Below are some records; output all of them exactly.

[[ Records provided open ]]

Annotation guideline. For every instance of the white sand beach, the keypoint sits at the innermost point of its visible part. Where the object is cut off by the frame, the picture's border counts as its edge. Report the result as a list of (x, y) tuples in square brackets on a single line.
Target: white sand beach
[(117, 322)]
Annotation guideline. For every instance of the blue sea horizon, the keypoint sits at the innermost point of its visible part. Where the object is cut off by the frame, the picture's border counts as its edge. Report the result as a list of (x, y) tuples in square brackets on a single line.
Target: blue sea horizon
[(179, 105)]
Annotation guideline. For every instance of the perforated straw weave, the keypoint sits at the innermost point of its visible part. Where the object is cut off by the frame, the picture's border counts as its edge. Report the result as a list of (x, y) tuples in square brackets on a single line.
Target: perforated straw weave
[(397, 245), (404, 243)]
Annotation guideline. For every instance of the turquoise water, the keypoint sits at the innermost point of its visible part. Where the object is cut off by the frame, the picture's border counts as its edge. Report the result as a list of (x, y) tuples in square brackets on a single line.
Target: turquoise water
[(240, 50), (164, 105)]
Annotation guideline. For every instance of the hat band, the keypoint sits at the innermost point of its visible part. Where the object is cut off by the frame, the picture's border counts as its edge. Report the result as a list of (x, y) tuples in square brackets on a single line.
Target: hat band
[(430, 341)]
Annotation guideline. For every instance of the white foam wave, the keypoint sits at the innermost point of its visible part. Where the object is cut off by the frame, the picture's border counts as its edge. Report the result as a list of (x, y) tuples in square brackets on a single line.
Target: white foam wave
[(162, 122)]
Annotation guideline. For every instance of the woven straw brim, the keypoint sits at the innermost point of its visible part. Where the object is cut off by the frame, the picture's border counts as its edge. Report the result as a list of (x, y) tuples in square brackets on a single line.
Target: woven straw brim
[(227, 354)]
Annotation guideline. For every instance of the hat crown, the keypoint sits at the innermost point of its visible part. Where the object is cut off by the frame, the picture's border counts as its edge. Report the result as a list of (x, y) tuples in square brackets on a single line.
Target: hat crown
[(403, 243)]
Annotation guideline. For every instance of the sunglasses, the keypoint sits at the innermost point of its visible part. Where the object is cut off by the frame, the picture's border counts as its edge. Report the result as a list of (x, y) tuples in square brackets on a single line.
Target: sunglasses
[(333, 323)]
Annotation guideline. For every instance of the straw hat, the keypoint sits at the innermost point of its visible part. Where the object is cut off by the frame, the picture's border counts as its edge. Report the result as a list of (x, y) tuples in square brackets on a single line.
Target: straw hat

[[ Records provided closed ]]

■ Exercise response ■
Annotation guideline. For every instance of the white sand beach, the keypoint sits at the innermost point of its visible part. Where the object is cut off by the frame, the picture's border counts as its edge. Report the result as a list of (x, y) tuples in square brackets on a single line.
Target: white sand beach
[(117, 322)]
Annotation guideline. For every instance of the blue sea horizon, the keypoint sits at the innermost point of its visible part. Where the object is cut off by the frame, the picture's border counts as its edge. Report the result as a list of (x, y) tuples in square brackets on a single line.
Target: blue sea horizon
[(179, 105)]
Annotation guideline. For every instance of the perforated straw weave, the keypoint sits at the innermost point of its visible part. Where the object is cut off by the frame, the picture's border counts as its edge. Report the result as a list of (x, y) tuples in square brackets on a single line.
Target: perforated straw weave
[(397, 245), (404, 243)]
Annotation guideline. For every instance of the turquoise water, the keypoint sits at the innermost point of its visible part. Where the object is cut off by the frame, the picture's border counts as its edge. Report the result as a list of (x, y) tuples in square brackets on a single line.
Target: turquoise water
[(240, 50), (164, 105)]
Annotation guideline. For every instance of the hat band, the keypoint sits at the innermost point of its visible part. Where the object is cut off by the frame, the picture's border counts as its edge. Report the result as a list of (x, y) tuples in square brackets on a single line.
Target: hat band
[(430, 341)]
Annotation guideline. For every instance of the white foam wave, the keypoint sits at the innermost point of its visible part. Where the object is cut off by the frame, the picture's border counts as its edge. Report the result as a list of (x, y) tuples in square brackets on a single line.
Target: white foam wave
[(162, 122)]
Annotation guideline. For every instance of the woven straw brim, the keypoint sits at the innermost point of its visible part. Where the object is cut off by the frame, the picture's border counts as its edge. Report the result as a list of (x, y) tuples in square brackets on a single line.
Target: woven straw brim
[(227, 354)]
Annotation guideline. For every instance of the hat crown, the keypoint sits at the innermost point of its visible part. Where the object is cut off by the frame, the picture's border counts as its edge. Report the result as a list of (x, y) tuples in square brackets on a single line.
Target: hat crown
[(403, 243)]
Annotation guideline. For every instance of the sunglasses, the keypoint sits at the innermost point of its visible part. Where the object is cut off by the frame, the picture's border counts as its edge. Report the result as a list of (x, y) tuples in square brackets on a single line.
Target: sunglasses
[(333, 323)]
Annotation guideline. For every instance of the straw hat, the keypoint sits at the innermost point of its visible part. Where the object is cut off by the frame, the picture's border counts as its edge. Report the result as a list of (x, y) tuples in square brackets on a single line.
Target: straw hat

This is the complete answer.